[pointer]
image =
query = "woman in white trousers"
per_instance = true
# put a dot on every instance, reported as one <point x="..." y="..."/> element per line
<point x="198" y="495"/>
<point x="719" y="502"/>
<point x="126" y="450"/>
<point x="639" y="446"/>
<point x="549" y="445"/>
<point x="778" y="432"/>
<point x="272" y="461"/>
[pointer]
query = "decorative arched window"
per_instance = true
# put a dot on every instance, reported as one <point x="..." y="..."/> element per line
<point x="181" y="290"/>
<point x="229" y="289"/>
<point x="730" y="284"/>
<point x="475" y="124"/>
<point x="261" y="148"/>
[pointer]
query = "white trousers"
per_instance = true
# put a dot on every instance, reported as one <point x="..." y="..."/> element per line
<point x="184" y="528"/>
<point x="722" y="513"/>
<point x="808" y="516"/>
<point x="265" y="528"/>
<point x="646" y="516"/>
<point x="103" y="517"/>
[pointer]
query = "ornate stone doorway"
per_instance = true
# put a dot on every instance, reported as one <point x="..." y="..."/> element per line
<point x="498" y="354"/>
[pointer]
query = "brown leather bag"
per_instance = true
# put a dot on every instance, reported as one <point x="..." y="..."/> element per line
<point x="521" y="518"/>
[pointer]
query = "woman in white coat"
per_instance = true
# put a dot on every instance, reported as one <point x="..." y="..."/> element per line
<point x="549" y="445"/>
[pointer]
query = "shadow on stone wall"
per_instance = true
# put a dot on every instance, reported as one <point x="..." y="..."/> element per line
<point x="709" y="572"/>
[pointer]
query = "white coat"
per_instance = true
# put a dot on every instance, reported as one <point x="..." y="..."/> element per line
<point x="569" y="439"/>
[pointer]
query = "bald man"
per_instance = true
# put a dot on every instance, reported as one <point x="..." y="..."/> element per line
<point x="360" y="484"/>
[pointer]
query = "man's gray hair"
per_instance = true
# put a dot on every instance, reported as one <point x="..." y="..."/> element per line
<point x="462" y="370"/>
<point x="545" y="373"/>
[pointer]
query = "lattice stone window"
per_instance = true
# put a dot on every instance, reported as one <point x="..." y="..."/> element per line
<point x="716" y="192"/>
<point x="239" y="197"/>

§ **Problem**:
Repeat every entry exactly, please.

§ **Answer to this task**:
[pointer]
image =
query = "woman in white trousers"
per_instance = true
# put a dot on every instance, reported as one <point x="..." y="..."/> element per line
<point x="198" y="495"/>
<point x="719" y="502"/>
<point x="126" y="450"/>
<point x="639" y="446"/>
<point x="549" y="445"/>
<point x="778" y="432"/>
<point x="272" y="461"/>
[pointer]
query = "decorative arched window"
per_instance = true
# put a dot on every instance, reported as one <point x="..." y="..."/> element per line
<point x="181" y="290"/>
<point x="229" y="289"/>
<point x="730" y="284"/>
<point x="475" y="124"/>
<point x="261" y="148"/>
[pointer]
query = "white trousers"
per_instance = true
# put a dot on every instance, reported as one <point x="..." y="..."/> element per line
<point x="184" y="528"/>
<point x="722" y="513"/>
<point x="808" y="516"/>
<point x="265" y="528"/>
<point x="646" y="516"/>
<point x="103" y="517"/>
[pointer]
query = "ornate stone doorway"
per_instance = true
# put a dot on every instance, reported as one <point x="..." y="..."/> element per line
<point x="498" y="354"/>
[pointer]
query = "brown leather bag"
per_instance = true
# put a dot on every instance, reported as one <point x="..." y="..."/> element per line
<point x="521" y="518"/>
[pointer]
query = "woman in white coat"
per_instance = true
# put a dot on every instance, reported as one <point x="..." y="..."/> element per line
<point x="549" y="445"/>
[pointer]
query = "shadow on stone wall"
per_instance = true
# put a dot on every instance, reported as one <point x="..." y="..."/> element per line
<point x="709" y="572"/>
[pointer]
query = "white coat"
per_instance = true
# put a dot on every instance, reported as one <point x="..." y="..."/> element per line
<point x="569" y="439"/>
[pointer]
query = "bald man"
per_instance = true
# put a dot on every instance, reported as one <point x="..." y="..."/> element per line
<point x="360" y="484"/>
[pointer]
query = "man's gray hair"
per_instance = true
# put a dot on every instance, reported as one <point x="..." y="..."/> element per line
<point x="462" y="370"/>
<point x="545" y="373"/>
[pointer]
query = "lattice stone window"
per_instance = true
# put a dot on every instance, reported as one <point x="..." y="..."/> element per line
<point x="716" y="192"/>
<point x="239" y="197"/>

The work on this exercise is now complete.